**WRITTEN REQUEST 1**
Name every organization that the Pier-2 Art Center text mentions in connection with taking over or managing the center in 2006.
**WRITTEN REQUEST 2**
Carry on the Pier-2 Art Center text, picking up after its last sentence.

**EXTRACTED TEXT**
The Pier-2 Art Center () is an art center in Yancheng District, Kaohsiung, Taiwan.

History
The arts center was originally an abandoned warehouse site due to Kaohsiung's shift from industrial city to service city. The warehouses were built in 1973. Due to the persistence of local artists, the area was finally released and remade to be an arts center. In 2006, the Bureau of Cultural Affairs of Kaohsiung City Government and under management of the Kaohsiung Pier-2 Art Development Association and Shu-Te University's art development workshop took over the center, starting a series of exhibitions.

On 9 March 2021 at 1:04 a.m., a fire broke out at one of the warehouse building of the center. The fire was extinguished two hours later which left the building with only its concrete walls and metal frames.

(Excerpts from point annotation data)
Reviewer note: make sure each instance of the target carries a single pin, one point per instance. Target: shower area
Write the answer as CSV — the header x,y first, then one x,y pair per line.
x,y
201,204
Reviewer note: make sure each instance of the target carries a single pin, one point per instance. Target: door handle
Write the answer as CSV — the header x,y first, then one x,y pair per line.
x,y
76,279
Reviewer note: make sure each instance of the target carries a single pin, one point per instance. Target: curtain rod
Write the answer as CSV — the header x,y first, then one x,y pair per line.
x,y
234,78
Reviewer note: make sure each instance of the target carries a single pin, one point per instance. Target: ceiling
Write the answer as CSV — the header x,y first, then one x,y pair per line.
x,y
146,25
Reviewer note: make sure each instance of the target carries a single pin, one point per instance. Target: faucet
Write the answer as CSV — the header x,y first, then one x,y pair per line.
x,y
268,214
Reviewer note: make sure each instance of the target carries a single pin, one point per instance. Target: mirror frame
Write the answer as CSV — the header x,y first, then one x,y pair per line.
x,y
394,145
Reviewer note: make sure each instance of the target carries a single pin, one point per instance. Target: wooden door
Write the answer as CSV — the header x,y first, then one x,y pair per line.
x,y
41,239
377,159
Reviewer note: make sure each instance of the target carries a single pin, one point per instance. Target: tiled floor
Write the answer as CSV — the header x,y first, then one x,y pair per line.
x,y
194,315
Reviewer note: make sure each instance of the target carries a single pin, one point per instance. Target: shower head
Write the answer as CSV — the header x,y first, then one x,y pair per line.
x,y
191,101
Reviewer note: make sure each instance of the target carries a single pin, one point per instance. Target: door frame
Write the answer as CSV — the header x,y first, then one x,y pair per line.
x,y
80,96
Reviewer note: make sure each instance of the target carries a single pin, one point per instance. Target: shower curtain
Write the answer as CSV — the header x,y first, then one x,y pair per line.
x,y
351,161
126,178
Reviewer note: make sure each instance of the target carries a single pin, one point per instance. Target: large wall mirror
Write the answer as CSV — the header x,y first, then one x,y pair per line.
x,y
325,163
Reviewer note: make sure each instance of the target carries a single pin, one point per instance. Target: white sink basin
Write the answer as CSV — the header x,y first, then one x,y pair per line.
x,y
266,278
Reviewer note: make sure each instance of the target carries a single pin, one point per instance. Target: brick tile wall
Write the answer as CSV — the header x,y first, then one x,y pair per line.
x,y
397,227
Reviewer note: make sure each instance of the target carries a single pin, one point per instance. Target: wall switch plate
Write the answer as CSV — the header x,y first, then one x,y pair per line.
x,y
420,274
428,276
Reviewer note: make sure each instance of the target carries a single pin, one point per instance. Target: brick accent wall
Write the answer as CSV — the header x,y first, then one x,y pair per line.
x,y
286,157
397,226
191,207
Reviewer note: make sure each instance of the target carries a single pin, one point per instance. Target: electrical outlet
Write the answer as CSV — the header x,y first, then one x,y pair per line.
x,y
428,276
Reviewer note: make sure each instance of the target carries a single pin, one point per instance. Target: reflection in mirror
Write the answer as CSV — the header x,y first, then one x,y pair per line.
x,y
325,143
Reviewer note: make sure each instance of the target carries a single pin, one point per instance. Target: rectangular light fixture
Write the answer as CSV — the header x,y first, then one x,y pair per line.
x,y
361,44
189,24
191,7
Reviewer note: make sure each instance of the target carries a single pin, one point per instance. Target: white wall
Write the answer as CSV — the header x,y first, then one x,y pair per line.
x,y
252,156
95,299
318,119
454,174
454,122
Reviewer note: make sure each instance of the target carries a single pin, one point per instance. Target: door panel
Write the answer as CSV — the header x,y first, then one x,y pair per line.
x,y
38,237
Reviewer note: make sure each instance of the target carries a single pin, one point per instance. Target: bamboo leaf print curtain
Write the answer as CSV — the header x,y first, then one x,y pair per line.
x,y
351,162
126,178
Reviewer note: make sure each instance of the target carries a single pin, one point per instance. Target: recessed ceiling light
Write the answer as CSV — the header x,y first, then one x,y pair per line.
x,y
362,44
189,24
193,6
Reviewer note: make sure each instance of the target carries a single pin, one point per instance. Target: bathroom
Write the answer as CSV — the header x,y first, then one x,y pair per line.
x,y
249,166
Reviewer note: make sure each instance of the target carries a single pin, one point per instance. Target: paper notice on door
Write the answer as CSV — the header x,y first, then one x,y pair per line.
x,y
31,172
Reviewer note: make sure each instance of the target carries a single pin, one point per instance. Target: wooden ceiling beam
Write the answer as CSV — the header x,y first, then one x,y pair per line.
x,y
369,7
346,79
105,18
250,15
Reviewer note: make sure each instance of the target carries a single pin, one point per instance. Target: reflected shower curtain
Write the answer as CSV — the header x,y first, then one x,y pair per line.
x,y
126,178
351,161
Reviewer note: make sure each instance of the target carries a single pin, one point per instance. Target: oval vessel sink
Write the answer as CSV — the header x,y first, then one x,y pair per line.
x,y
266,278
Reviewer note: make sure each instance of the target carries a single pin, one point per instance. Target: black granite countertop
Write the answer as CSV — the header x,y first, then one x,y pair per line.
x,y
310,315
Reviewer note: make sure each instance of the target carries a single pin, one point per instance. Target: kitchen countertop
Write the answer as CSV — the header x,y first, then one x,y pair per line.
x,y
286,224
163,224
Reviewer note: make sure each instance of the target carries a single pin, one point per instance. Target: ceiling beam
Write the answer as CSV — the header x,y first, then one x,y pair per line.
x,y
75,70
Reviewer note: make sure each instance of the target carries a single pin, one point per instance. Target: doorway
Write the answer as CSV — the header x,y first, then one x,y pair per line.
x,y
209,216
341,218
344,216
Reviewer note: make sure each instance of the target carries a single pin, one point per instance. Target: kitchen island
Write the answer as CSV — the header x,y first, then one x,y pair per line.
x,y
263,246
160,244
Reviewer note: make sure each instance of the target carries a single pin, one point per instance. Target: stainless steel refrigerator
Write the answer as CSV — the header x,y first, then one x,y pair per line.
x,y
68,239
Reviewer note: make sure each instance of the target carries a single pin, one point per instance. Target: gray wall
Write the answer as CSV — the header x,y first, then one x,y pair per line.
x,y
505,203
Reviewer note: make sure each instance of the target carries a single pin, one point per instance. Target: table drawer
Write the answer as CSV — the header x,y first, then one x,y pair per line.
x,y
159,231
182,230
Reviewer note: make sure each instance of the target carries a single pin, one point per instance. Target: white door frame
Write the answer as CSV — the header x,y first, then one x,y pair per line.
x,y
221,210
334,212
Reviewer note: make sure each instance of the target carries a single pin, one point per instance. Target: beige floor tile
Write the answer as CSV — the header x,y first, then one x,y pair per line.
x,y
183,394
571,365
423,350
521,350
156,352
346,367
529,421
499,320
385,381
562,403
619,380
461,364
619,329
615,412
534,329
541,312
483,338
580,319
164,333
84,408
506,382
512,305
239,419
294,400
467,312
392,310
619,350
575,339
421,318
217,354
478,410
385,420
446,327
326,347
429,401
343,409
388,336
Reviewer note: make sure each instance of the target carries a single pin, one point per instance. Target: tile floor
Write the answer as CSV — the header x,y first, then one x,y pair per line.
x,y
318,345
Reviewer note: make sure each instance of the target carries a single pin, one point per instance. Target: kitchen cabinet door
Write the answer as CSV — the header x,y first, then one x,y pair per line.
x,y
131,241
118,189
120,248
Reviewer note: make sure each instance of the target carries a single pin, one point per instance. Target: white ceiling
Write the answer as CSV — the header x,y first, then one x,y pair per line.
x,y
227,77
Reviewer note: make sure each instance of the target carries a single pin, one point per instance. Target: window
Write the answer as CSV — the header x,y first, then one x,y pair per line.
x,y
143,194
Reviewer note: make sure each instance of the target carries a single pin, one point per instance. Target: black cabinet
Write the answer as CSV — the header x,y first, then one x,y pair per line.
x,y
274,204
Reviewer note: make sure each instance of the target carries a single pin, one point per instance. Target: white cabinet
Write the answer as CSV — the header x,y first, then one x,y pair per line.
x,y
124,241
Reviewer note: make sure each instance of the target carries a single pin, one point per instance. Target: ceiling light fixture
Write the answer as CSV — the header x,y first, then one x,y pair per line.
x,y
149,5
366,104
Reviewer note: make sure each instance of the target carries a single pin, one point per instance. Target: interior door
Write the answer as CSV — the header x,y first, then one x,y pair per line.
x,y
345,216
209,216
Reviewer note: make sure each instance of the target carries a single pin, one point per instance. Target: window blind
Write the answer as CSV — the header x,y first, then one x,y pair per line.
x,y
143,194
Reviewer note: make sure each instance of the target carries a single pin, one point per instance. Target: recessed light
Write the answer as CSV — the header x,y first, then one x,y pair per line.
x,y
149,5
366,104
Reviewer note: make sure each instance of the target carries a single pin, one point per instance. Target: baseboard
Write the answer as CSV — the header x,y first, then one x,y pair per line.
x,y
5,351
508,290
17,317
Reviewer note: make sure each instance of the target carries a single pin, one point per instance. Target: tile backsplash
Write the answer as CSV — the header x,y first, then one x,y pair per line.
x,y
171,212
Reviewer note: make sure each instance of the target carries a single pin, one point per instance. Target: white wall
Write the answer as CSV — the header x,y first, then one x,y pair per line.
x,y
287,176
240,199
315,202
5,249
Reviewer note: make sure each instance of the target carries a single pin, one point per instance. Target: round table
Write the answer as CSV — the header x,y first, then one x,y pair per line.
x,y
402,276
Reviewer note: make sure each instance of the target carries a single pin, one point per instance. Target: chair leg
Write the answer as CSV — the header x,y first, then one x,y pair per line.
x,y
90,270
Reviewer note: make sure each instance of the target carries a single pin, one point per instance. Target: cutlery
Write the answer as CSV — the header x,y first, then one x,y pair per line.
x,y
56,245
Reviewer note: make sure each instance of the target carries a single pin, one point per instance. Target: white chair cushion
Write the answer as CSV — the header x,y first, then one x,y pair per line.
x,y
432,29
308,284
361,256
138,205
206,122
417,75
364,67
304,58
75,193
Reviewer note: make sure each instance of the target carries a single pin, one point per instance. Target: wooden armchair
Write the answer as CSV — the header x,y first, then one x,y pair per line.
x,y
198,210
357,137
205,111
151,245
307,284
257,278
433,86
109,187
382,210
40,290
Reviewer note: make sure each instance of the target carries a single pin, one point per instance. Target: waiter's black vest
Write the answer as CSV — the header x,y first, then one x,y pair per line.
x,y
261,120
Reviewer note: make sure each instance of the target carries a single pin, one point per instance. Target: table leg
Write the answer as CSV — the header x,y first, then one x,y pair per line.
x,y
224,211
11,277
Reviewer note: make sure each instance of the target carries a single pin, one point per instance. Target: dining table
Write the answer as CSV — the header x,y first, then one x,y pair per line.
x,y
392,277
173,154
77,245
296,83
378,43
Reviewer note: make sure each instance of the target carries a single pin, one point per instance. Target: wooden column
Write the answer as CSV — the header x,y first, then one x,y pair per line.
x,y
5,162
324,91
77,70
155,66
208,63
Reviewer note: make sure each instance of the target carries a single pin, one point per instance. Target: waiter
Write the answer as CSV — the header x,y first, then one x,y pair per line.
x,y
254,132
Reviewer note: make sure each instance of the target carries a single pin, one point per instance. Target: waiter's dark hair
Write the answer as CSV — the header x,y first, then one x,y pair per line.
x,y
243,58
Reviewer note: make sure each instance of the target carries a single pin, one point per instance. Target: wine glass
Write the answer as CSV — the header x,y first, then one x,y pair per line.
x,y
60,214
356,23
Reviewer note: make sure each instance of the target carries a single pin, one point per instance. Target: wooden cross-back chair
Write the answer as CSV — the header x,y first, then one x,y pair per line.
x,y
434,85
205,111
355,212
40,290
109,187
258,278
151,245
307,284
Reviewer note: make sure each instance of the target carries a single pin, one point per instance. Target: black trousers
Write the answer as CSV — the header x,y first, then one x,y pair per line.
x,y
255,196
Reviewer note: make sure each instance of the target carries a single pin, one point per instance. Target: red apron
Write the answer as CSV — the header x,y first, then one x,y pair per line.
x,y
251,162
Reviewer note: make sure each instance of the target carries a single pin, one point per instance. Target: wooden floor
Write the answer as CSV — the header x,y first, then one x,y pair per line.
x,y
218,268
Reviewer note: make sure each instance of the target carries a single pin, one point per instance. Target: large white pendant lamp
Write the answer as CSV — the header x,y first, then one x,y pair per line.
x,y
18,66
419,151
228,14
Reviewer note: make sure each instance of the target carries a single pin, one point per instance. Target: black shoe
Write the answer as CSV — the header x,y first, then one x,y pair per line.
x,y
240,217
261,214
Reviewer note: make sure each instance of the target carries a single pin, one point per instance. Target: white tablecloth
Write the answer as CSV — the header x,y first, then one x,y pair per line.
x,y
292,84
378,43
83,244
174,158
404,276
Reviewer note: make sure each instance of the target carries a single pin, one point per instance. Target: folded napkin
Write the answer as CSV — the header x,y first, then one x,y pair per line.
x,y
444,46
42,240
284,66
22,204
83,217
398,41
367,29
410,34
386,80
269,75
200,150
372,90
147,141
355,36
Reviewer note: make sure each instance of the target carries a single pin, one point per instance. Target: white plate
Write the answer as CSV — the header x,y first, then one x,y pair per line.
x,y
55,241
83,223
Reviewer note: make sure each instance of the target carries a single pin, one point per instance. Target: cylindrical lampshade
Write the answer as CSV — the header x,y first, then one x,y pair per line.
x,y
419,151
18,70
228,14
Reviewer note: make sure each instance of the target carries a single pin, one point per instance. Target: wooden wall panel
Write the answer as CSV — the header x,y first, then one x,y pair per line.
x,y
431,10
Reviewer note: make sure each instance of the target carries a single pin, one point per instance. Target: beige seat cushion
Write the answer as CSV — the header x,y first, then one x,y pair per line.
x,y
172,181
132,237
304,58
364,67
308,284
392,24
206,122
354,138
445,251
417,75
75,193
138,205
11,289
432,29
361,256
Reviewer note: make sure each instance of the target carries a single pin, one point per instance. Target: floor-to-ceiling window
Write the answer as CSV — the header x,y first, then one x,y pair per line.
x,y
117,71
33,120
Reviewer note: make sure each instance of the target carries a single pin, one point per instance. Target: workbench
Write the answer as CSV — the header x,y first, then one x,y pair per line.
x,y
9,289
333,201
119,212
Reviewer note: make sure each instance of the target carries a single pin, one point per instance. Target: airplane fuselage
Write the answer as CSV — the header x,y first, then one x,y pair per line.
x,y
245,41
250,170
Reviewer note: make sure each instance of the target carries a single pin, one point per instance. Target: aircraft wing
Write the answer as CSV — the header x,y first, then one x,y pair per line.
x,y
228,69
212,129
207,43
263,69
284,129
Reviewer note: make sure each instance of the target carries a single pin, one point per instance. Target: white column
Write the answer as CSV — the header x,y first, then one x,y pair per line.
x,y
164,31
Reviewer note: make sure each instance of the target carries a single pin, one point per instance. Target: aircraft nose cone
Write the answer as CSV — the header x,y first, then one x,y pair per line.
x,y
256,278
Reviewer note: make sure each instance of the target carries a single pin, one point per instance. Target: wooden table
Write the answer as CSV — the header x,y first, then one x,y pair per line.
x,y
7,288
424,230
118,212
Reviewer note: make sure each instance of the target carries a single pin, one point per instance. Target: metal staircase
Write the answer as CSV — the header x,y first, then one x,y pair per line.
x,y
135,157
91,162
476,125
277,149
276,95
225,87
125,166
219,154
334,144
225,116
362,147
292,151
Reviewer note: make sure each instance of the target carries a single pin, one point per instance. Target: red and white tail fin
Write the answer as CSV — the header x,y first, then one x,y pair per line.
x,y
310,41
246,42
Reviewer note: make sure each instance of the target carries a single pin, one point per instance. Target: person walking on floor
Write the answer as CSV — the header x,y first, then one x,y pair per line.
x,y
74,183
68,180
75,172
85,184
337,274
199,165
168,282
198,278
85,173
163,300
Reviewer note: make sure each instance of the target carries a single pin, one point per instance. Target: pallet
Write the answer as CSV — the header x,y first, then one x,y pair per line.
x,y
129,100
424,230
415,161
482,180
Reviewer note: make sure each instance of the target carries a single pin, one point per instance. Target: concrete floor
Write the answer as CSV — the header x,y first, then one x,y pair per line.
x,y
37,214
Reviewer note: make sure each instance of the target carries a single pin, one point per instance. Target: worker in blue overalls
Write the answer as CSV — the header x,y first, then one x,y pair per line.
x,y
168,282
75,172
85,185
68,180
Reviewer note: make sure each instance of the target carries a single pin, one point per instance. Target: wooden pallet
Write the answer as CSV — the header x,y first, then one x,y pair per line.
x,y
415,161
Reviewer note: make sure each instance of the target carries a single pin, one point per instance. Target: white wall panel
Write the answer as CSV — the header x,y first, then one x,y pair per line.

**ANSWER 1**
- Bureau of Cultural Affairs of Kaohsiung City Government
- Kaohsiung Pier-2 Art Development Association
- Shu-Te University's art development workshop

**ANSWER 2**
Buildings

 Hamasen Museum of Taiwan Railway, located at Warehouse 7 and 8
 Art Plaza
 Bicycle Warehouse
 C1+C2 Warehouse
 C3 Warehouse
 C5 Warehouse
 Dayi Warehouse
 Moonlight Theater
 P2 Warehouse
 Penglai Warehouse
 Warehouse 9
 West Coast Bike Path

Transportation
The center is accessible within walking distance South West from Yanchengpu Station of Kaohsiung MRT. 
Since 2017, Dayi Pier-2 Station(駁二大義) and Penglai Pier-2 Station(駁二蓬萊) of Kaohsiung LRT pass through the Pier-2 Art Center.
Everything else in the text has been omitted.